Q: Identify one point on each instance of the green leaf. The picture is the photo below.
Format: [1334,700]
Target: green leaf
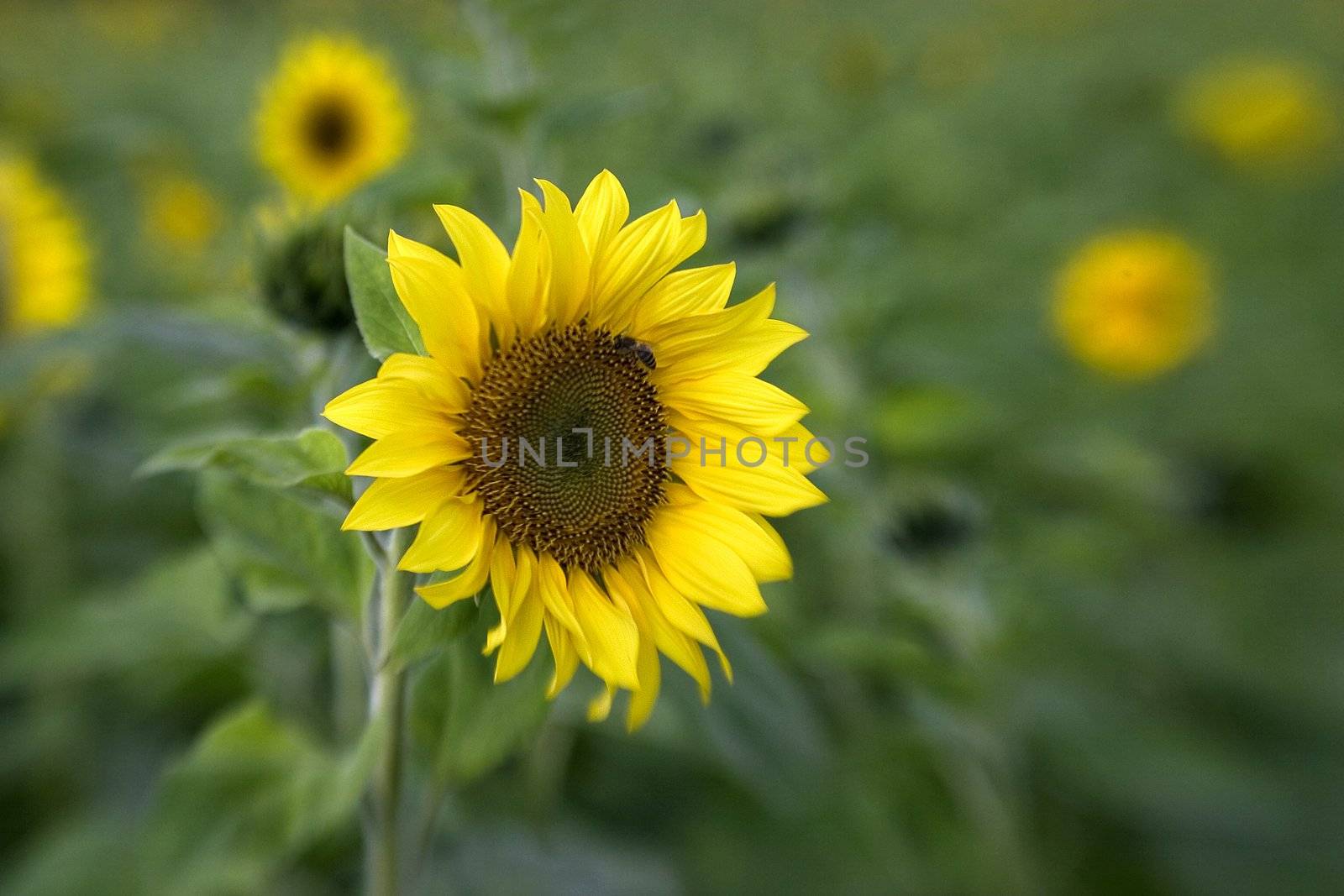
[170,622]
[380,313]
[312,461]
[284,553]
[423,631]
[249,799]
[465,721]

▸ **WHAT THE EXERCISE ASKS**: Copy the items above line for line, with each answer, but leave the pictures out.

▸ **REPLY**:
Q: Identify one point on each instance of the green leaf. The picture is the photo below.
Format: [1334,700]
Target: green leaf
[170,622]
[380,313]
[312,461]
[284,553]
[423,631]
[249,799]
[465,721]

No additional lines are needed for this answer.